◆ INSTRUCTIONS FOR THE TASK
Beginning with the line that contains "Identify a point for each instance of the odn" and ending with the last line of the records, write out each line exactly and omit the pictures.

◆ ENTRIES SUPPLIED
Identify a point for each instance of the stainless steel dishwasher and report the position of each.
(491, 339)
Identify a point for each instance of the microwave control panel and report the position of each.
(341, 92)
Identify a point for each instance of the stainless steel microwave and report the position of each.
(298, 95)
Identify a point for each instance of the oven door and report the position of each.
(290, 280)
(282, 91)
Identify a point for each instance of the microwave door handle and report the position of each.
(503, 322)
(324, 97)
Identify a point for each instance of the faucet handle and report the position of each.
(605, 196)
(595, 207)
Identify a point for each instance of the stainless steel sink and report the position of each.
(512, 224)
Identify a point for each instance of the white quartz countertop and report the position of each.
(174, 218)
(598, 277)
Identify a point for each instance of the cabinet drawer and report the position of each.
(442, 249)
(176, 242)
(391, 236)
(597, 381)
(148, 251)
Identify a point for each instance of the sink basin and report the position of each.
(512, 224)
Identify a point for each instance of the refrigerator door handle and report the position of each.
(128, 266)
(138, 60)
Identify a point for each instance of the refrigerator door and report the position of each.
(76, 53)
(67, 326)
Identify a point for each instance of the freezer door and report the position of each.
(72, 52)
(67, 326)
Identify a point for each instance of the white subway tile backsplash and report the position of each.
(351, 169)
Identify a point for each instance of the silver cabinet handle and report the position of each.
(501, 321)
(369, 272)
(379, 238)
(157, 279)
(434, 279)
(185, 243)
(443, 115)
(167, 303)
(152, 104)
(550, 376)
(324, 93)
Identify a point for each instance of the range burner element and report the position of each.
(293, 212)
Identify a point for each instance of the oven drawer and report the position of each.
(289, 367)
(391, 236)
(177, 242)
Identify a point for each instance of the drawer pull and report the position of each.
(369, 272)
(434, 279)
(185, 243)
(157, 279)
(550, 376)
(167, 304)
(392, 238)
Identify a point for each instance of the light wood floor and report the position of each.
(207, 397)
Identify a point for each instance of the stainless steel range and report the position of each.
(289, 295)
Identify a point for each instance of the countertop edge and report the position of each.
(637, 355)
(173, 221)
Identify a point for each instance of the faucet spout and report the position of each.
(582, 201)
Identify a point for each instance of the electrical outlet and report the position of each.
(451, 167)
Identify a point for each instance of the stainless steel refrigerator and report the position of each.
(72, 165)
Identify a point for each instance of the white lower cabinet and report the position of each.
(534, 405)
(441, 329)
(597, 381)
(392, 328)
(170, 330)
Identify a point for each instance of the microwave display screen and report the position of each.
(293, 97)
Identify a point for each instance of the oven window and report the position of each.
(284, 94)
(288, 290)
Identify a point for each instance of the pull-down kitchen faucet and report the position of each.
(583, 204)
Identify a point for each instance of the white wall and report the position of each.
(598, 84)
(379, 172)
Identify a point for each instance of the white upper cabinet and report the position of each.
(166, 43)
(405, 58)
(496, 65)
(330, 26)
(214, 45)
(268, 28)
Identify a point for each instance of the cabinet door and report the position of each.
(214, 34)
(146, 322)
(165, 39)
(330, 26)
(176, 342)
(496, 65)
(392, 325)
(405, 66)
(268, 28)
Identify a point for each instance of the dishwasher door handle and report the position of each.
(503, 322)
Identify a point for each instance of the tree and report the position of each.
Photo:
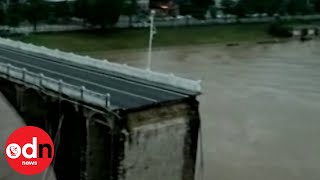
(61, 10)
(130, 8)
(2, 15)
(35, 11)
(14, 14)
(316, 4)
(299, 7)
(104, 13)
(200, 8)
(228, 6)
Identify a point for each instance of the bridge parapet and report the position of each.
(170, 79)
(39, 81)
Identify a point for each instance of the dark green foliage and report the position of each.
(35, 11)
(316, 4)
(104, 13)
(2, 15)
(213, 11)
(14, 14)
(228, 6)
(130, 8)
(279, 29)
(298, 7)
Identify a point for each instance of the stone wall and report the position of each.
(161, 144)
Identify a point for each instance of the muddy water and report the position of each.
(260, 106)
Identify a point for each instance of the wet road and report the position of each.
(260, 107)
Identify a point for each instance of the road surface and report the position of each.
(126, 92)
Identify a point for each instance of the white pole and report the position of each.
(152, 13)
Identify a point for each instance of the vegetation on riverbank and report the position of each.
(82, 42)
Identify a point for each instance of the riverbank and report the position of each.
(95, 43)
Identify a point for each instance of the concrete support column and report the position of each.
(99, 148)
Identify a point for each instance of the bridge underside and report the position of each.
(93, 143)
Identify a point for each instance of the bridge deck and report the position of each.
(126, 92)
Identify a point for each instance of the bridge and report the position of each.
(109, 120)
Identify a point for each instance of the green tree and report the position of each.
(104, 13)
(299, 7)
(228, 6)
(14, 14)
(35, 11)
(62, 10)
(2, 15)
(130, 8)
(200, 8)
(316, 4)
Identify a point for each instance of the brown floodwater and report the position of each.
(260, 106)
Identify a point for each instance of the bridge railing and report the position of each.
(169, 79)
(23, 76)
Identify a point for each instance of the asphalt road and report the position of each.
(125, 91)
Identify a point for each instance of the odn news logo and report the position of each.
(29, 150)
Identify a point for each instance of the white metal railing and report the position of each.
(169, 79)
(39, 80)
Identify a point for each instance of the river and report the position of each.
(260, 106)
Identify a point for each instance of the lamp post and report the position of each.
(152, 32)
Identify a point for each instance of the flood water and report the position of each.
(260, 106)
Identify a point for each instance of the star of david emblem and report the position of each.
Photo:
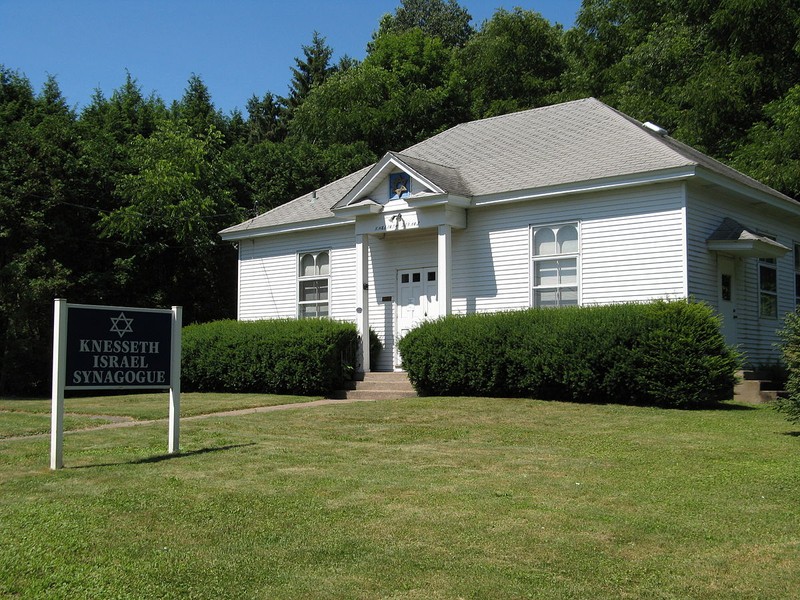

◆ OUTPUT BELOW
Identify a point for each instance of the odn news logo and report the position of each.
(29, 150)
Identify a point for each instance of the white metal railing and report the position of each.
(169, 79)
(39, 80)
Identify a point for each instance of the river and report the position of each.
(260, 106)
Identify a point for each instance of the lamp post and report the position of each.
(152, 32)
Identify a point for each instance of the flood water and report the position of each.
(260, 106)
Identify a point for each instance of the star of david emblem and report the position of each.
Photo:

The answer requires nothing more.